[Opening Passage shown section]

Bamboo isn’t a material that springs to mind when thinking about yarn. More than likely, HiyaHiya’s Bamboo Interchangeable Needles come to mind! However, with sustainability and the environment increasingly important in the knitting industry, bamboo yarn has come to be thought as a sustainable alternative.

Transforming bamboo into yarn can be done chemically or mechanically. The mechanical process has very little environmental impact, involving crushing the bamboo and using natural enzymes to create the cellulose which is spun into fibre. The chemical process is much more complicated with serious consequences on the environment.
bamboo yarn
True to form, most of the bamboo yarn is processed chemically. The process reduces the bamboo down to a molecular level and then is reformed using a sodium hydroxide solution at around 20°C. The resulting bamboo cellulose is forced through spinneret nozzles into a diluted sulphuric acid that hardens the solution into viscose fibre threads that can then be spun into yarn.

Whether bamboo yarn is good for the environment is therefore controversial. The promotion of bamboo yarn as sustainable is misleading when most of of the fibre available is produced chemically. The lack of regulation in the production of bamboo yarn allows for these practices to continue to destructive levels.

[Closing Passage shown section]

- [Required work]
a: Duplicate the stretch of the bamboo yarn passage from "Bamboo isn’t a" through "a sustainable alternative.".
b: According to the bamboo yarn passage, at about what temperature is the sodium hydroxide solution used in the chemical process?
c: Take the bamboo yarn passage further, picking up after its final sentence.
The entries have nothing to do with this.

[Opening Records shown section]

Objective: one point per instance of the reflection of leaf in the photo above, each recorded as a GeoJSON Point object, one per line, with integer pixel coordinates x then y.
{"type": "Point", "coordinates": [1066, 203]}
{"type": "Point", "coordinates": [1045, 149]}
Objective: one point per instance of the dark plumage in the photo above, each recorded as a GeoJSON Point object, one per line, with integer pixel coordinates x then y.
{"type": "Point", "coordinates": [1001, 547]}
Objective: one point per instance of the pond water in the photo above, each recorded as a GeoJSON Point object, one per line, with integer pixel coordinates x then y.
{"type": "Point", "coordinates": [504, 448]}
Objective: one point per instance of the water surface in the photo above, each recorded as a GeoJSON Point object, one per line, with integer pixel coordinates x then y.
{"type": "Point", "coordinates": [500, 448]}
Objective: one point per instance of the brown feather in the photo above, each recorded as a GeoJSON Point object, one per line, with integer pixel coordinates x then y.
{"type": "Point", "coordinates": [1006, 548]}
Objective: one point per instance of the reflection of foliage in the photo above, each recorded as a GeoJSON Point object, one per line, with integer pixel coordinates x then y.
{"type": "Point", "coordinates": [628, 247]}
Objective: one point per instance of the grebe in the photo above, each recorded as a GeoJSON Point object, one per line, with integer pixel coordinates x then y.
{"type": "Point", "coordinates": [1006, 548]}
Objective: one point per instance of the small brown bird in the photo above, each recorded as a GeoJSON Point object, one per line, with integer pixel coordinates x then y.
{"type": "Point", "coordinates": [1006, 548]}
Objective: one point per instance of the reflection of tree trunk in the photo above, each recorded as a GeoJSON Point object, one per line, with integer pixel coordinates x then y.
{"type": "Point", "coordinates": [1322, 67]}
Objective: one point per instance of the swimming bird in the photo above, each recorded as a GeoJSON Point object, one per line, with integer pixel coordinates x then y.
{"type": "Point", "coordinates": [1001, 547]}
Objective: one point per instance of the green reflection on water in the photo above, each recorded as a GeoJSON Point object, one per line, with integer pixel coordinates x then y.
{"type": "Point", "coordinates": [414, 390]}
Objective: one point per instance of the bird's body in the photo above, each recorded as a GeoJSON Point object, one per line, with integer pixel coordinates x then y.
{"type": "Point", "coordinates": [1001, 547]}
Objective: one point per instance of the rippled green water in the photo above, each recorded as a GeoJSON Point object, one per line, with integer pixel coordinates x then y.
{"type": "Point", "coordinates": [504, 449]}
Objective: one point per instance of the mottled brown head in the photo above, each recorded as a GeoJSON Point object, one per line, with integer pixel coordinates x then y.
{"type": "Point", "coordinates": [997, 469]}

[Closing Records shown section]

- [Task answers]
a:
Bamboo isn’t a material that springs to mind when thinking about yarn. More than likely, HiyaHiya’s Bamboo Interchangeable Needles come to mind! However, with sustainability and the environment increasingly important in the knitting industry, bamboo yarn has come to be thought as a sustainable alternative.

b: Around 20°C.

c:
With China holding a monopoly on bamboo agriculture, it’s become somewhat of a cash crop as its popularity as a sustainable crop increases. The result is more farmers growing bamboo, decreasing the biodiversity of their crops, meaning pesticides must now be used to keep harmful pests away. This in itself has become harmful to the environment, and increasingly harmful to the fauna that depend on the bamboo, most famously the panda.

bamboo yarn
The problem lies in how we produce bamboo yarn as it’s clear there is a sustainable approach that could make bamboo yarn replace cotton and polyester which both contribute to the environmental problems we face. Bamboo grows fast, has a yield ten times greater than cotton, and thrives without pesticides and fertilisers. As a grass, bamboo is self-propogating, not requiring to be replanted which conserves the topsoil.

The answer, therefore, lies in an international effort to regulate the production of bamboo yarn so it is both farmed and produced with sustainability in mind. While bamboo yarn has the potential to be an ethical choice of yarn, in its current state it simply isn’t.